| Try it |
Count every line in the following entries where the word "below" appears. Give the count alone.

_ _ _ _

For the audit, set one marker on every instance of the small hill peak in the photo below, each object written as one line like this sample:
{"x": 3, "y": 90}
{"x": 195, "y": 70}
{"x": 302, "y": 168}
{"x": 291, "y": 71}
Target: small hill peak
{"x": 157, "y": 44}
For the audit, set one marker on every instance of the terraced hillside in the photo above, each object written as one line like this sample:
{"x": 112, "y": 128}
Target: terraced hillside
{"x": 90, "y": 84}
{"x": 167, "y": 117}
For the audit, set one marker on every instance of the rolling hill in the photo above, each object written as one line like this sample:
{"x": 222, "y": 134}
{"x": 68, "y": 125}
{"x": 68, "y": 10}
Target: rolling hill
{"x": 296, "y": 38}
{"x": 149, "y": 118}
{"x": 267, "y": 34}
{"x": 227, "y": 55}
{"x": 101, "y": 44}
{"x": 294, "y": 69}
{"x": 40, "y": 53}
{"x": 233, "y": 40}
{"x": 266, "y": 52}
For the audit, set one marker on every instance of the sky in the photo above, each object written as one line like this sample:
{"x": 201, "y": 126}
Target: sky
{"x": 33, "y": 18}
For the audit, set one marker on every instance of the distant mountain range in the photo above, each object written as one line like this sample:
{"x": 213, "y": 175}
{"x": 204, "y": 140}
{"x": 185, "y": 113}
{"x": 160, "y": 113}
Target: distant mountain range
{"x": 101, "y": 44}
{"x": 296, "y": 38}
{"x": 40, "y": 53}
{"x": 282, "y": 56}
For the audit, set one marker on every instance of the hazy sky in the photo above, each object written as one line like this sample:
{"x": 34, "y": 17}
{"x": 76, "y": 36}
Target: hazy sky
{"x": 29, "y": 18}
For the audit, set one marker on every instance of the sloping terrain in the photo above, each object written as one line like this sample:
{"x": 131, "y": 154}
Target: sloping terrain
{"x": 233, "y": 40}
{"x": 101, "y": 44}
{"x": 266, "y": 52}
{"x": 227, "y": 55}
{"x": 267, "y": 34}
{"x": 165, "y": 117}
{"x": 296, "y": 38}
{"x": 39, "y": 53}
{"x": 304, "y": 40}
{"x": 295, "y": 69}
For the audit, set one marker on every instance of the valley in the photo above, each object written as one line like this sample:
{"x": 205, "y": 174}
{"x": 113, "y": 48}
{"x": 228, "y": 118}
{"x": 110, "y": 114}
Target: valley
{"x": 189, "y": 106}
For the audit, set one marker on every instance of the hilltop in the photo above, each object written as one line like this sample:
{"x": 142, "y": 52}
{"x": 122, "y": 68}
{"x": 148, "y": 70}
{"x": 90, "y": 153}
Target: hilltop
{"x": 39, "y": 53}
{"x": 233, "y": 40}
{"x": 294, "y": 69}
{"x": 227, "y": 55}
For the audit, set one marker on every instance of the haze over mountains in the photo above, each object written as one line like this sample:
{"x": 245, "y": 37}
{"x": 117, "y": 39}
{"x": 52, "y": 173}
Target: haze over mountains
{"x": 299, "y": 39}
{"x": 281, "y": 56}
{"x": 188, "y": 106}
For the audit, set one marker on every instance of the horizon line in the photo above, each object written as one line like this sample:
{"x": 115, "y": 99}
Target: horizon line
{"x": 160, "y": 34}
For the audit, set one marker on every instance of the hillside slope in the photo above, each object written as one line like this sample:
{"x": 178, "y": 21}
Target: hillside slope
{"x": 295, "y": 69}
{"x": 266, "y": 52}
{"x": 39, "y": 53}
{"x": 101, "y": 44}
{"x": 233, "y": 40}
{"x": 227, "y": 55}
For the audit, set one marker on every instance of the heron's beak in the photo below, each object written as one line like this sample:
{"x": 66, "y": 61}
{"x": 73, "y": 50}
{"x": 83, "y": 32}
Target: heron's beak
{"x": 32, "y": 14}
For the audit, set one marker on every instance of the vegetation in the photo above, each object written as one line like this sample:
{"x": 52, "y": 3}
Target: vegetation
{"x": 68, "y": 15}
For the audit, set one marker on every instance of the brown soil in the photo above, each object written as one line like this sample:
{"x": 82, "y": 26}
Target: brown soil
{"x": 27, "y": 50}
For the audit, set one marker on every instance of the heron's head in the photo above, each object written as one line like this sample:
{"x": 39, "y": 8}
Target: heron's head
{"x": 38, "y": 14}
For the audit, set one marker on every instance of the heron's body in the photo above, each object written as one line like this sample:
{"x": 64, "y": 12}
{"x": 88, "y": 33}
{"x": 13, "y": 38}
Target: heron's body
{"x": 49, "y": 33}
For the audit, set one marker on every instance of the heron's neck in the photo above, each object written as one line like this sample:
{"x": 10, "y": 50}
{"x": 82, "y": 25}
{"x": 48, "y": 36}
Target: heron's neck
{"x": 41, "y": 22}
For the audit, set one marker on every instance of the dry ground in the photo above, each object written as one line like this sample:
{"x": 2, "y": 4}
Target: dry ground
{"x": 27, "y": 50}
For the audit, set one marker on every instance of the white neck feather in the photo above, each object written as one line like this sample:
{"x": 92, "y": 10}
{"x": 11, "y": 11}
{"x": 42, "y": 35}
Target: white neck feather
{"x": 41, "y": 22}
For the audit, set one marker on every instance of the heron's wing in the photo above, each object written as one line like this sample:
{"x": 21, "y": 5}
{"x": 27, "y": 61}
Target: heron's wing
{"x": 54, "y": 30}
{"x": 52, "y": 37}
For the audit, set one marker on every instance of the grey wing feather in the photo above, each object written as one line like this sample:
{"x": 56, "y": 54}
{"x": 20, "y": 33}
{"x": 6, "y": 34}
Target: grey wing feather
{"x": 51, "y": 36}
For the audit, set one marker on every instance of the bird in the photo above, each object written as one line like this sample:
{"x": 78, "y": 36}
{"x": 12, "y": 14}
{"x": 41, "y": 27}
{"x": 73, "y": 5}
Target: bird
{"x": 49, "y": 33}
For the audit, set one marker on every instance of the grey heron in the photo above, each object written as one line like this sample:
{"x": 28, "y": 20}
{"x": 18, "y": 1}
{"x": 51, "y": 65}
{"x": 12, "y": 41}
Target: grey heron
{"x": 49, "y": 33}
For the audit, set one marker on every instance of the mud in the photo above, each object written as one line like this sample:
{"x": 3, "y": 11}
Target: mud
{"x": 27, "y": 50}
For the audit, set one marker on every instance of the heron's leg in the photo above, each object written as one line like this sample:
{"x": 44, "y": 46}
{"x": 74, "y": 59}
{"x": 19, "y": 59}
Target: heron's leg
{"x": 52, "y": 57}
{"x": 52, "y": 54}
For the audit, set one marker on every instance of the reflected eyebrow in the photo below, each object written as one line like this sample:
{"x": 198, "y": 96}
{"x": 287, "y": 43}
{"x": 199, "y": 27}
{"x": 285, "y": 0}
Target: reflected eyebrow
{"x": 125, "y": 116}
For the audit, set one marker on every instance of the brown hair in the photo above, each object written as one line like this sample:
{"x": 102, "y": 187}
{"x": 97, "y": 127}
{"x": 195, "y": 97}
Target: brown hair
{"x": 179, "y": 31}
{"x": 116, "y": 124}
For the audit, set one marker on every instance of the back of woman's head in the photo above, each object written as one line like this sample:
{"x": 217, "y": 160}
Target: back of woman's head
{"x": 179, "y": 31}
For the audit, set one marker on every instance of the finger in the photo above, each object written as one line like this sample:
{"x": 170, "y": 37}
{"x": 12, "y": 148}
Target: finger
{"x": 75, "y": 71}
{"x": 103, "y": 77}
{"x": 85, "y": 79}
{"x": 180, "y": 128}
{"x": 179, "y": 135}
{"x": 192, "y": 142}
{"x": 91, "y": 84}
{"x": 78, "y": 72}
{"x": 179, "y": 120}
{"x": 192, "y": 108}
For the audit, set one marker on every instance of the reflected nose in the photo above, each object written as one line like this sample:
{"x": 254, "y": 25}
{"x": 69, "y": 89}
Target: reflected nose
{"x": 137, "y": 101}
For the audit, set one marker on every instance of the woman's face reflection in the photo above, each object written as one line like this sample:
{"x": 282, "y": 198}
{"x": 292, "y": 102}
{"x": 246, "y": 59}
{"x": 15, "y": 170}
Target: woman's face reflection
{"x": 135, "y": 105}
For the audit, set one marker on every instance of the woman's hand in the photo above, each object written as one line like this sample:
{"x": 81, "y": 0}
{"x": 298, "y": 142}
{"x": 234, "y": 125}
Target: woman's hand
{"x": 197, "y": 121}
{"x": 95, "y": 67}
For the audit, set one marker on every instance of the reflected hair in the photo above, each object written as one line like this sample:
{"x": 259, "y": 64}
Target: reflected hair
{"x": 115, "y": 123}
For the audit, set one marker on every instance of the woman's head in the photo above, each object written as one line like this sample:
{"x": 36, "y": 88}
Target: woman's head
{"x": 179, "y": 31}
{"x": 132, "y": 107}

_ _ _ _

| Output of the exercise |
3